## Work item
After finding the line containing "of rider's face" below, please output that line and each following one through the line containing "of wooden plank", exactly as written.

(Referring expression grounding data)
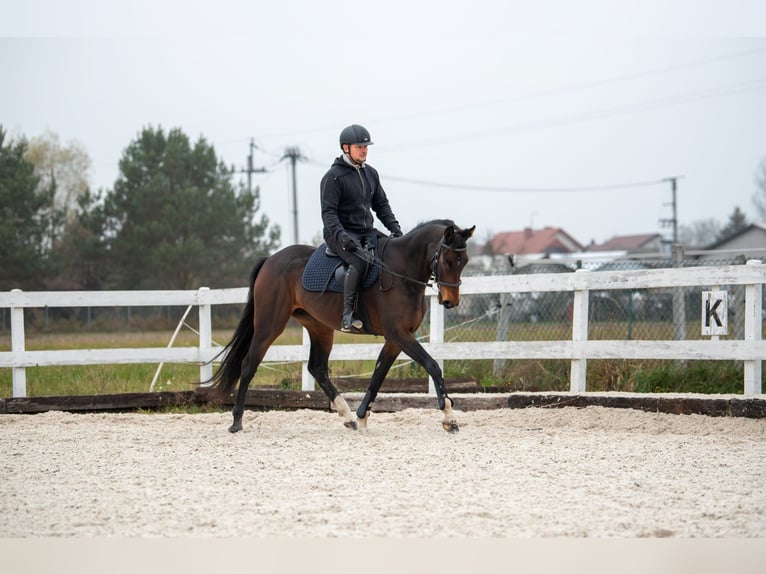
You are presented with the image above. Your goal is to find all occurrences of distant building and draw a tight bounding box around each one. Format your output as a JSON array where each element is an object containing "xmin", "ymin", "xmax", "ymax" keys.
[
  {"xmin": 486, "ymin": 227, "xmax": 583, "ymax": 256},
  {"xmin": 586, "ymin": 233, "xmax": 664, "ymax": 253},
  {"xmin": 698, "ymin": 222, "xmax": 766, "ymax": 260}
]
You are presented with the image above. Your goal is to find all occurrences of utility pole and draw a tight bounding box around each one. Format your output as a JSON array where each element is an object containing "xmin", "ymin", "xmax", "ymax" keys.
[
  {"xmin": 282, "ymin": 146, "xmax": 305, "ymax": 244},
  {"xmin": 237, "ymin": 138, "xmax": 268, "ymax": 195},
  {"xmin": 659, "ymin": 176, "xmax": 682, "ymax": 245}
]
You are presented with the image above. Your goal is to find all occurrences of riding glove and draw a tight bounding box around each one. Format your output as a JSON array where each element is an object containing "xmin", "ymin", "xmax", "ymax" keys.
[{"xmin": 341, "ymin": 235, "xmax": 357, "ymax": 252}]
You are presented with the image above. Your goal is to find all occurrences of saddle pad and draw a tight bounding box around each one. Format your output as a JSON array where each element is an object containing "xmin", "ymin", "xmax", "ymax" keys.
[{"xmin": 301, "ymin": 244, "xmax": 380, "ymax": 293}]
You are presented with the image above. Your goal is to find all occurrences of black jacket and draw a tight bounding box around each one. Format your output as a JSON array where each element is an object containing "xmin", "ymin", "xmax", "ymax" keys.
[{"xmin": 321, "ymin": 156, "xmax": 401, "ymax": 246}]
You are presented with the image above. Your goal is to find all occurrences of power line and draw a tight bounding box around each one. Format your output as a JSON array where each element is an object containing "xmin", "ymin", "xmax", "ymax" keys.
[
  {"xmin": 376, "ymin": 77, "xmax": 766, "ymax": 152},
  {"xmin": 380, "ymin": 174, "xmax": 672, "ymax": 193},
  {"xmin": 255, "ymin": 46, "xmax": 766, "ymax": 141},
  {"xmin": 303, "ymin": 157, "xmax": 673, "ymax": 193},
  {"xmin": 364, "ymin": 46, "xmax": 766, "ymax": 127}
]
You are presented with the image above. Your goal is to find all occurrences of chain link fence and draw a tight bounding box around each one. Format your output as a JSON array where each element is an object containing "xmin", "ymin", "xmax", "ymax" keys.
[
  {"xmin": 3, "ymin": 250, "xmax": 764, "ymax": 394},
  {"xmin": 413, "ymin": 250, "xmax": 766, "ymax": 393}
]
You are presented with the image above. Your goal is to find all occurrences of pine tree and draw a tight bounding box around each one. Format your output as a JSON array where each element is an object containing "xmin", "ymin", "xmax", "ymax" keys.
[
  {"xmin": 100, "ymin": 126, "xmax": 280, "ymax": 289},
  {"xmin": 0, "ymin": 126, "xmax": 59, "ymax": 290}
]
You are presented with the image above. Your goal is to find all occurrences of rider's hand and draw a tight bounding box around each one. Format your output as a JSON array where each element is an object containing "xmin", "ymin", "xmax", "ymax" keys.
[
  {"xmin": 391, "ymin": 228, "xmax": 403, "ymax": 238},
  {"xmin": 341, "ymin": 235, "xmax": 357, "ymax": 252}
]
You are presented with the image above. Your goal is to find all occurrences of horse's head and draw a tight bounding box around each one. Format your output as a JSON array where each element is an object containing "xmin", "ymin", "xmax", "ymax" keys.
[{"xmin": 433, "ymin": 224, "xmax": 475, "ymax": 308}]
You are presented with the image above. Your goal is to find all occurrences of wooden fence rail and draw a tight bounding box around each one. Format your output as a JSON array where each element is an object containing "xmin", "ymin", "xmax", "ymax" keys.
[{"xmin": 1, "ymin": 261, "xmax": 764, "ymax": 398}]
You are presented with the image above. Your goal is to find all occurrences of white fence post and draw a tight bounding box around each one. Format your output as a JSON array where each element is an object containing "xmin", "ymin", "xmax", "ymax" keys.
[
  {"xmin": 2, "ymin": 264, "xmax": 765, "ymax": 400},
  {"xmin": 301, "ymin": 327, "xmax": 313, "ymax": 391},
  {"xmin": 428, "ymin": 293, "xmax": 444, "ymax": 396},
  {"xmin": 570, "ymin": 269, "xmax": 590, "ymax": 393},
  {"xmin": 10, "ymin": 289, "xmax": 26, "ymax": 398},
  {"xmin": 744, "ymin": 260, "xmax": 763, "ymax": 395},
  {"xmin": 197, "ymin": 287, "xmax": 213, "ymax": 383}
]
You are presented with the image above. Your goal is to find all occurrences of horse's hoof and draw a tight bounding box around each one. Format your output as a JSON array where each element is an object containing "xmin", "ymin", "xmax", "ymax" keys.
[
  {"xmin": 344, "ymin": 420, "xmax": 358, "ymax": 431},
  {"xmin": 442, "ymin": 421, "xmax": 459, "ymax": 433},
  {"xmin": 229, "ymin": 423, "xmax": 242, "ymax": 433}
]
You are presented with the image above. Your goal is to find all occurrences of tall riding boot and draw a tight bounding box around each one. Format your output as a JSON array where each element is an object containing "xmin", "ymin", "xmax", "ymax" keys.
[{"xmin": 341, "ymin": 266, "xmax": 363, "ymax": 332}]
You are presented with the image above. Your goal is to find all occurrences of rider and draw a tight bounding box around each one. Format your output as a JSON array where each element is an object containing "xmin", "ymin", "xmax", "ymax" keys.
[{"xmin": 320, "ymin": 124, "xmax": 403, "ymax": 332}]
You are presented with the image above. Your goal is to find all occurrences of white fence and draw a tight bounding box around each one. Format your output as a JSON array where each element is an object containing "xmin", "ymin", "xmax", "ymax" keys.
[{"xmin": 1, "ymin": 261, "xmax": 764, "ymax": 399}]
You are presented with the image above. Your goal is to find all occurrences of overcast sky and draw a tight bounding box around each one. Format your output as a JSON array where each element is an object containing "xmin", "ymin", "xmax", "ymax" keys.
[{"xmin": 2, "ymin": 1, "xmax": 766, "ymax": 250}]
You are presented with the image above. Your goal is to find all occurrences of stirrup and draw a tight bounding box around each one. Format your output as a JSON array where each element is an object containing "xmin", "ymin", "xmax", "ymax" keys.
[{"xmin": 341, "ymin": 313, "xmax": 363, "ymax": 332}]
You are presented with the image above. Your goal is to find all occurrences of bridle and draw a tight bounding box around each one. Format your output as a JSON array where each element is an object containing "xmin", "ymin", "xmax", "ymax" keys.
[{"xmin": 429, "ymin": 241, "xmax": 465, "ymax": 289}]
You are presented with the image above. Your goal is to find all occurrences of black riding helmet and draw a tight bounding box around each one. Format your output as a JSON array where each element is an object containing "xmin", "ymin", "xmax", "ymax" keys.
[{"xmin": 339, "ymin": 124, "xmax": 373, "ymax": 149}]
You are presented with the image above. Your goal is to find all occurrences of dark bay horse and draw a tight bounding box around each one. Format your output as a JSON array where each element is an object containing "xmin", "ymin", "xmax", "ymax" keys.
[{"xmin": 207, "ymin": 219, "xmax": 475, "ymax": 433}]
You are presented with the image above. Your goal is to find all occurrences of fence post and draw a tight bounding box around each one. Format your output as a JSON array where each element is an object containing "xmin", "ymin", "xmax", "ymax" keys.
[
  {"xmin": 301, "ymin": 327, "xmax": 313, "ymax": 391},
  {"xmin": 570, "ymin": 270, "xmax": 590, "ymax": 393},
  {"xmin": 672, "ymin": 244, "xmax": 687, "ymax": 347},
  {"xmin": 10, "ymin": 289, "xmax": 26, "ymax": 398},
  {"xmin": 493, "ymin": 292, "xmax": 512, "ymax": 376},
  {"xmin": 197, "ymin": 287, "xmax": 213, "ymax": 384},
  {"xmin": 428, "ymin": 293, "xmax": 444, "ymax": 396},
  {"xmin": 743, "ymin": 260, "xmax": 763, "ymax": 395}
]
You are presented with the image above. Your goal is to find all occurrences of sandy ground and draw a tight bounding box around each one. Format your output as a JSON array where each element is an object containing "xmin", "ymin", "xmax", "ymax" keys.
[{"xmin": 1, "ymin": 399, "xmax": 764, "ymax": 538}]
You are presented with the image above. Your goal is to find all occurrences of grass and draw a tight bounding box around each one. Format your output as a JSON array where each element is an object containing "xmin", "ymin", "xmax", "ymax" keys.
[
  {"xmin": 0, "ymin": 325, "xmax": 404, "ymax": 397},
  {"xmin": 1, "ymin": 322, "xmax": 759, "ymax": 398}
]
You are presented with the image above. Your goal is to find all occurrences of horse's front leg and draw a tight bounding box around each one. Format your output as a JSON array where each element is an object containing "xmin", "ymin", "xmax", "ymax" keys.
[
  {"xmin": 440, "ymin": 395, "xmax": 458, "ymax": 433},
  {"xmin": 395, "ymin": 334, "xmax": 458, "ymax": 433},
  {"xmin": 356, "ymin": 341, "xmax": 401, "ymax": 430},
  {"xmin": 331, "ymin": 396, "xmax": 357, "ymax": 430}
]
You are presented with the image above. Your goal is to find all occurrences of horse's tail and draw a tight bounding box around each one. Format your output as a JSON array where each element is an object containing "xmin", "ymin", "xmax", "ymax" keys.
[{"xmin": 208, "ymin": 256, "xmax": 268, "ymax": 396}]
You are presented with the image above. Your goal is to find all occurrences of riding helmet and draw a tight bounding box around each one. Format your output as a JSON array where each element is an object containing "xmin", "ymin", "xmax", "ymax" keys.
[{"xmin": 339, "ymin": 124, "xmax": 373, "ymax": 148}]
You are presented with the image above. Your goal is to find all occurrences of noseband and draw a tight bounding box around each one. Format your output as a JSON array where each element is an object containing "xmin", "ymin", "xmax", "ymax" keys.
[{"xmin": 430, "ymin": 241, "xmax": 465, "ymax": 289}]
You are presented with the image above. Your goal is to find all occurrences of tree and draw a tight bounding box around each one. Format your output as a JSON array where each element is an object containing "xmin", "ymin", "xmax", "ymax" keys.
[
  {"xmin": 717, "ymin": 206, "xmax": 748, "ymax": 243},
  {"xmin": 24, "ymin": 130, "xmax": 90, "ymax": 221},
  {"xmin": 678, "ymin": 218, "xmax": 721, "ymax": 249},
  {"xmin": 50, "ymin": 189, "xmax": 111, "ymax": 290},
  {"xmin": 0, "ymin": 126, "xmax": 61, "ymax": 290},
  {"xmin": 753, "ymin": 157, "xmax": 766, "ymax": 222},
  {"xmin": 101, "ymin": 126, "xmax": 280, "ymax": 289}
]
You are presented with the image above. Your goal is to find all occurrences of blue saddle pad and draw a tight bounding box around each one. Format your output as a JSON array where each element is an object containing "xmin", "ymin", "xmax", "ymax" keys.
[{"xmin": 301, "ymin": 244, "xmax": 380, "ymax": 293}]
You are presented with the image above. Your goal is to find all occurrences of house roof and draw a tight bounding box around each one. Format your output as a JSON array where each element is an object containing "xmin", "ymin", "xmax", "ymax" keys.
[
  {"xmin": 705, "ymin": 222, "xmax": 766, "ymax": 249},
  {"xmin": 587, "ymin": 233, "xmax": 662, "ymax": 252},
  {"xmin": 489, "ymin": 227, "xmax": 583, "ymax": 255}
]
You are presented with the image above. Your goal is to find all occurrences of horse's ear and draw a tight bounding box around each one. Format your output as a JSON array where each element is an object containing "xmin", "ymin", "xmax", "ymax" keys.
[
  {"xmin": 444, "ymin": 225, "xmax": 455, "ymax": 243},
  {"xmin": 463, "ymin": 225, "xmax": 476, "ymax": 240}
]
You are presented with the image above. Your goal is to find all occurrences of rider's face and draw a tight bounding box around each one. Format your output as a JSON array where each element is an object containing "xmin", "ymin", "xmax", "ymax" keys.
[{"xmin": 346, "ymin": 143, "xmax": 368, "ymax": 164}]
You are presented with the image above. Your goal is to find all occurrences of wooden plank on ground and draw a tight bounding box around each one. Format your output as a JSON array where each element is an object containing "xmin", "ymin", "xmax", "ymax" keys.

---

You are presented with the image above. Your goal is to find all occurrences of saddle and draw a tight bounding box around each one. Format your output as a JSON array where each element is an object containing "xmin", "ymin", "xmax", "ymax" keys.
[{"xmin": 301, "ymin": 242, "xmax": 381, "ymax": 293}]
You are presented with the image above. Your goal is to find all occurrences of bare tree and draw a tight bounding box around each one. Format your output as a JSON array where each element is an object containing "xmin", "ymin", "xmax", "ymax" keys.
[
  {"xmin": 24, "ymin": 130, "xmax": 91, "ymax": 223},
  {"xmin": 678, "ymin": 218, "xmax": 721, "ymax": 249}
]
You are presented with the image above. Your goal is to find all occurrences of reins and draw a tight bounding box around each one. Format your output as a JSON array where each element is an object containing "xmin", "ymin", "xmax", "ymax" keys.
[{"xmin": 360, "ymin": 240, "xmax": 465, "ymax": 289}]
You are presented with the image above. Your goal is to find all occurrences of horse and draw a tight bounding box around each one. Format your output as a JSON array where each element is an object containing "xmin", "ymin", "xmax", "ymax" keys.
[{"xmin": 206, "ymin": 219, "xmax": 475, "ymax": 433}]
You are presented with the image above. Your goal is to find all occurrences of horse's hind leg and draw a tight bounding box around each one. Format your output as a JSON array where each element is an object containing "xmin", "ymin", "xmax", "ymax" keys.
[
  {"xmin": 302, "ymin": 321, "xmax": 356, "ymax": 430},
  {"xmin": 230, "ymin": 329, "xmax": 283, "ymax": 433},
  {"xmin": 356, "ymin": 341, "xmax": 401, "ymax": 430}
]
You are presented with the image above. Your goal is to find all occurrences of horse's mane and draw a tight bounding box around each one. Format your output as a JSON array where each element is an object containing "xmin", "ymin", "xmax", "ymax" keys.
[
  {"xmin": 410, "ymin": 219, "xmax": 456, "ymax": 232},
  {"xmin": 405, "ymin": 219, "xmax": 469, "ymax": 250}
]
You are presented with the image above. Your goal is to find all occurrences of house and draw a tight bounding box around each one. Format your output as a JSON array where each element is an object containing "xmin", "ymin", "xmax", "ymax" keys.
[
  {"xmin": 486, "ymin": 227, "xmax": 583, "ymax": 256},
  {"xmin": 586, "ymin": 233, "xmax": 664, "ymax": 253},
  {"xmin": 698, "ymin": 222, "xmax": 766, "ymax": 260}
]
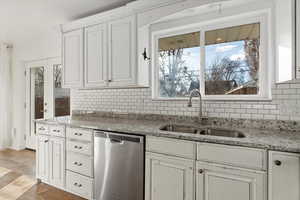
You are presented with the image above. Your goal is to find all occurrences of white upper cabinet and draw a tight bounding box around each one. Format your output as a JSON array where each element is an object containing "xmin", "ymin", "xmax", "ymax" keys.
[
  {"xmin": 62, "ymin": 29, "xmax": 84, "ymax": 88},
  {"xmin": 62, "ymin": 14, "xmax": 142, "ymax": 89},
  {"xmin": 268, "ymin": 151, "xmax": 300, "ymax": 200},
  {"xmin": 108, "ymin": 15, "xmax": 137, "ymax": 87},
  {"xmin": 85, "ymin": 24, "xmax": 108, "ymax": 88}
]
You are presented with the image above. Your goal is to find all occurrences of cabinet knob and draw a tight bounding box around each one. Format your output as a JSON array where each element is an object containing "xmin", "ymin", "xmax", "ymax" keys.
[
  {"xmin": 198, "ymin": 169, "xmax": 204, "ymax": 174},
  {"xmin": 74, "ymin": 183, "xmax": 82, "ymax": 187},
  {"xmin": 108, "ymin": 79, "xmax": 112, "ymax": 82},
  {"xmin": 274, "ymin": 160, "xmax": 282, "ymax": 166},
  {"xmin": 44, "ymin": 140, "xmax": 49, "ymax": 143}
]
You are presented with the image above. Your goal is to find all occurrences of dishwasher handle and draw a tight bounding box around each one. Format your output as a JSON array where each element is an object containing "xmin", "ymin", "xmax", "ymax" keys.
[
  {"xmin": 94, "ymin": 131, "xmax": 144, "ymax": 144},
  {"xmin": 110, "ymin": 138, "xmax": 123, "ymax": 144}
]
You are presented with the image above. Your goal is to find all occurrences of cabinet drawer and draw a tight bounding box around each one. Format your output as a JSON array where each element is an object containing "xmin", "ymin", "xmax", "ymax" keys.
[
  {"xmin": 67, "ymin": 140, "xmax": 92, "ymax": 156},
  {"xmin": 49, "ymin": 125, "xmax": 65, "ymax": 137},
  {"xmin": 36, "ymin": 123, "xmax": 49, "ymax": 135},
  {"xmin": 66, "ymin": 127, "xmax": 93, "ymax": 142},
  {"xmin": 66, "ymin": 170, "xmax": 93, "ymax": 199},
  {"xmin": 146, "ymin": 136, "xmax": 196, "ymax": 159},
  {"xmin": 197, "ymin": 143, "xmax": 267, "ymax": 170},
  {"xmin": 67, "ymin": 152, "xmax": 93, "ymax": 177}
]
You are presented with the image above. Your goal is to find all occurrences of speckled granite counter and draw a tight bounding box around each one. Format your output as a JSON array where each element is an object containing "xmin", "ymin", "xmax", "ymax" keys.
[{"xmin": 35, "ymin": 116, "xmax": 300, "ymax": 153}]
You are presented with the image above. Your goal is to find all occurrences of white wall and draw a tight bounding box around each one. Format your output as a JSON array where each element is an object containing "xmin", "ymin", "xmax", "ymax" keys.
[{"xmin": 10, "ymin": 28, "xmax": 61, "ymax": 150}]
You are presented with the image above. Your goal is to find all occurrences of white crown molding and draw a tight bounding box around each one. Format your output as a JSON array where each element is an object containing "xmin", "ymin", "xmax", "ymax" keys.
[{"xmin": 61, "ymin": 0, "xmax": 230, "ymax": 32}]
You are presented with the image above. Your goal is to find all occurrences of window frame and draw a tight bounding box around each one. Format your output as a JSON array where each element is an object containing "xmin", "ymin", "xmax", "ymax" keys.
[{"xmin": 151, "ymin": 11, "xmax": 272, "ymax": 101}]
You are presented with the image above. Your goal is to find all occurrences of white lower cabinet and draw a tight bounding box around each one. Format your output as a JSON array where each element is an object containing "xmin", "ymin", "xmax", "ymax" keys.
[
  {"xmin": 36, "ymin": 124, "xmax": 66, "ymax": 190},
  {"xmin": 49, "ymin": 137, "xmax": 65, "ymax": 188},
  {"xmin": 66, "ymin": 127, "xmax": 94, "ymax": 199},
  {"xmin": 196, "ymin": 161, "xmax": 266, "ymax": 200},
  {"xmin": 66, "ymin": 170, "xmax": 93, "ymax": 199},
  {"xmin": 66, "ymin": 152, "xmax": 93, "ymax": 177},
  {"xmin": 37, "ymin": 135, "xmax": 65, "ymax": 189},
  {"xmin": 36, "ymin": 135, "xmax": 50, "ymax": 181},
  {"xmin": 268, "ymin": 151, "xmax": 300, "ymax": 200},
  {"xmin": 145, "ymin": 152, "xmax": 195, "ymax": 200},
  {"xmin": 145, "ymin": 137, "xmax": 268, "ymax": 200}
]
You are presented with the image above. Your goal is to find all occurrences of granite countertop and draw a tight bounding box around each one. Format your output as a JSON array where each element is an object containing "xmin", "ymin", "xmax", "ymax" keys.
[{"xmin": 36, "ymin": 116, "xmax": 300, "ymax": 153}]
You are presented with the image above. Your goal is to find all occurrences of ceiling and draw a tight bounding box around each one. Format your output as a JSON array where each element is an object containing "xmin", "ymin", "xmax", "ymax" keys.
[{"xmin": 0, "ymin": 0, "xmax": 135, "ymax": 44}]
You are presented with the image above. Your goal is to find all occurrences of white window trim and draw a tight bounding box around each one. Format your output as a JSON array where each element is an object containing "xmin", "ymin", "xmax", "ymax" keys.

...

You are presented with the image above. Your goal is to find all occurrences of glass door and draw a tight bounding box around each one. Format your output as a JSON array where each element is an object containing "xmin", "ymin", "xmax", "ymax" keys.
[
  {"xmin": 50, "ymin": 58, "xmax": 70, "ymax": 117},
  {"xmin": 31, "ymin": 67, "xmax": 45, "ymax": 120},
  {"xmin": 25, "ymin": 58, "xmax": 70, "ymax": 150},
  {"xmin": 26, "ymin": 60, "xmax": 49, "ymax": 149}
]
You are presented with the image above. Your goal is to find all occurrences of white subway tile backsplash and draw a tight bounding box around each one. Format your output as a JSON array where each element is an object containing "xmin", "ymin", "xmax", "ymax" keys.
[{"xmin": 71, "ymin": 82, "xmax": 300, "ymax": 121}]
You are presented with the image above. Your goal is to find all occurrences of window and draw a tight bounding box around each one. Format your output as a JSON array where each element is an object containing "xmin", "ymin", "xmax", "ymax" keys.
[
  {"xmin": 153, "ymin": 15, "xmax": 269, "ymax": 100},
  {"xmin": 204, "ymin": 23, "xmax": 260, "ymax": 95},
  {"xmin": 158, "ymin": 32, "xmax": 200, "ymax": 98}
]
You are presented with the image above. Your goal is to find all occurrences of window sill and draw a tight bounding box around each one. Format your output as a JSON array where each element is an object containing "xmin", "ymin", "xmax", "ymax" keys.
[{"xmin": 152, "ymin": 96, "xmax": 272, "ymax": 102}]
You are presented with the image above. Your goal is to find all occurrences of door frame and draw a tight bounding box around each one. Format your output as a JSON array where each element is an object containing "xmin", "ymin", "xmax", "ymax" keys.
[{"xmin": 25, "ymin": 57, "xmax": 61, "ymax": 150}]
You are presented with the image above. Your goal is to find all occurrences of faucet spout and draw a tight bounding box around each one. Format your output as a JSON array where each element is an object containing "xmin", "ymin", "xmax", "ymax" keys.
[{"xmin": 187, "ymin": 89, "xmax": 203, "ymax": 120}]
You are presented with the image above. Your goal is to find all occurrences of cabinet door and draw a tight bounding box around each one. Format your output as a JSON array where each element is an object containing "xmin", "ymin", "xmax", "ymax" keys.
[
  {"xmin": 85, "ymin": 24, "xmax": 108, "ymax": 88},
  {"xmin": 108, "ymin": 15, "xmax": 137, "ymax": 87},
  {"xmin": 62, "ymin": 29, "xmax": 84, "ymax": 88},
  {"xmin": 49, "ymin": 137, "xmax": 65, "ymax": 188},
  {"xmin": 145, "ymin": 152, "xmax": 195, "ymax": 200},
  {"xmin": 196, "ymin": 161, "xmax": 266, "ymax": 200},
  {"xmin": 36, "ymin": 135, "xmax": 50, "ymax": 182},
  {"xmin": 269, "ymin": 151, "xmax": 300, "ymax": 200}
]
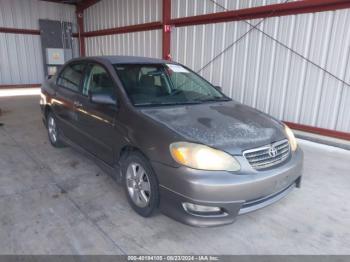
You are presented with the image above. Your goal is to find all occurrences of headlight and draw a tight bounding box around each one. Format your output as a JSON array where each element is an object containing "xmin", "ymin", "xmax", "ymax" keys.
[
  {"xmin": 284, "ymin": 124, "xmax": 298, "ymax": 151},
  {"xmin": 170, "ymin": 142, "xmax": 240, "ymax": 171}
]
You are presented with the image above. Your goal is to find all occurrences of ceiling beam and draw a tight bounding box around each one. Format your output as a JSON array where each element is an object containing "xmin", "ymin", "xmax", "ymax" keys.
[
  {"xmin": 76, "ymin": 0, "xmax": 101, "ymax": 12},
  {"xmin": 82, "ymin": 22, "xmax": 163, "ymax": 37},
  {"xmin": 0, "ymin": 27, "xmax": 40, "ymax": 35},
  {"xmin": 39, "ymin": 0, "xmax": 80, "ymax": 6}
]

## Task output
You are presented with the image above. Your goal is to find all occurrences of rider's face and draw a tight bounding box around each one. Format your output as a JSON array where each element is an object containing "xmin", "ymin", "xmax", "ymax" keys.
[{"xmin": 346, "ymin": 143, "xmax": 368, "ymax": 164}]
You are presented with the image above. Your goal is to find all occurrences of wooden plank on ground and draw a tight bounding box around each one. Format your output as a JSON array where each element is an object containing "xmin", "ymin", "xmax", "ymax" keys.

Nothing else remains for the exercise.